Wybrany tekst →
'''

Jak ważna jest stabilna sytuacja własnościowo-finansowa, przekonuje przykład dynamicznie rozwijającej się Przeworskiej Kolei Dojazdowej „Pogórzanin”. Wąskotorówka w 2002 r. stała się własnością powiatu, a od 2012 r. jej operatorem jest Zarząd Dróg Powiatowych w Przeworsku. Pozwoliło to przejąć na własność grunty pod linią kolejową i infrastruktura zaplecza, a dzięki temu uzyskać duże wsparcie z funduszy europejskich. Kolejka chwali się np. pozyskaniem 37,6 miliona złotych dofinansowania z Europejskiego Funduszu Rozwoju Regionalnego na przebudowę prawie 30 kilometrów kolejowego szlaku Przeworsk-Dynów.

'''

Zadanie 1 → Przedstaw w formie krótkiej listy akapit tekstu o wąskotorówce zaczynający się od słów „Jak ważna jest”. Zachowaj jego najważniejsze fakty.
Zadanie 2 → Przepisz fragment tekstu o wąskotorówce, zaczynając od „Jak ważna jest” i kończąc na „kolejowego szlaku Przeworsk-Dynów.”. Zmień w nim nazwę „Zarząd Dróg Powiatowych” na „Starostwo Powiatowe”.
Zadanie 3 →
Odpowiedz krótko na pytania do tekstu o wąskotorówce:
(a) W którym roku wąskotorówka stała się własnością powiatu?
(b) Kto od 2012 r. jest operatorem kolejki?
(c) Ile wyniosło dofinansowanie z Europejskiego Funduszu Rozwoju Regionalnego?

(Rekordy ze zbioru danych)
'''

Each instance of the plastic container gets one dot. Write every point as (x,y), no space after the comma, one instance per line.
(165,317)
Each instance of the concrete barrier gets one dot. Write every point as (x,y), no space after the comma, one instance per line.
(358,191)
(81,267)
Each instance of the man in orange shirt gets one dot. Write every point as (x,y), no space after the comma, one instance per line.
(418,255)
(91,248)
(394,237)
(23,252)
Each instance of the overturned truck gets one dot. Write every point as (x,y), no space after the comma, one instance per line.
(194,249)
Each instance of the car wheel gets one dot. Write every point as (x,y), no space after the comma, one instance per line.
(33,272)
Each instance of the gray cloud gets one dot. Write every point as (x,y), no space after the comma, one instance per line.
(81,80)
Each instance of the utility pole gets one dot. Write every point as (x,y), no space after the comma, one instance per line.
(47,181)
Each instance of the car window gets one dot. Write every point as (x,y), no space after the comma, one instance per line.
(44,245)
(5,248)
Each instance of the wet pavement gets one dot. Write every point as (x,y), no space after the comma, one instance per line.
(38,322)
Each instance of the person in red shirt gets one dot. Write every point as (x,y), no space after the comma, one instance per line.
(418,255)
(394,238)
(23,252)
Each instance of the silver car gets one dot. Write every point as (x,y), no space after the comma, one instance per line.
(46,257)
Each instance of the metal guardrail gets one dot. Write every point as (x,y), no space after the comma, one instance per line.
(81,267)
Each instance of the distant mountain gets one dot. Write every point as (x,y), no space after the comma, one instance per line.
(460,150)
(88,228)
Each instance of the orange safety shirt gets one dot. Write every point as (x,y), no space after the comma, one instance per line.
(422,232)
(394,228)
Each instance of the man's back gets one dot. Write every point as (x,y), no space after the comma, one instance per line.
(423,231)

'''

Odpowiedź pisemna 1 →
- Przeworska Kolej Dojazdowa „Pogórzanin” dynamicznie się rozwija.
- W 2002 r. wąskotorówka stała się własnością powiatu, a od 2012 r. jej operatorem jest Zarząd Dróg Powiatowych w Przeworsku.
- Dzięki temu możliwe było przejęcie na własność gruntów pod linią kolejową i infrastruktury zaplecza oraz uzyskanie dużego wsparcia z funduszy europejskich.
- Kolejka pozyskała m.in. 37,6 mln zł dofinansowania z Europejskiego Funduszu Rozwoju Regionalnego na przebudowę prawie 30 km szlaku Przeworsk-Dynów.

Odpowiedź pisemna 2 →
Jak ważna jest stabilna sytuacja własnościowo-finansowa, przekonuje przykład dynamicznie rozwijającej się Przeworskiej Kolei Dojazdowej „Pogórzanin”. Wąskotorówka w 2002 r. stała się własnością powiatu, a od 2012 r. jej operatorem jest Starostwo Powiatowe w Przeworsku. Pozwoliło to przejąć na własność grunty pod linią kolejową i infrastruktura zaplecza, a dzięki temu uzyskać duże wsparcie z funduszy europejskich. Kolejka chwali się np. pozyskaniem 37,6 miliona złotych dofinansowania z Europejskiego Funduszu Rozwoju Regionalnego na przebudowę prawie 30 kilometrów kolejowego szlaku Przeworsk-Dynów.

Odpowiedź pisemna 3 →
(a) W 2002 r.
(b) Zarząd Dróg Powiatowych w Przeworsku.
(c) 37,6 miliona złotych.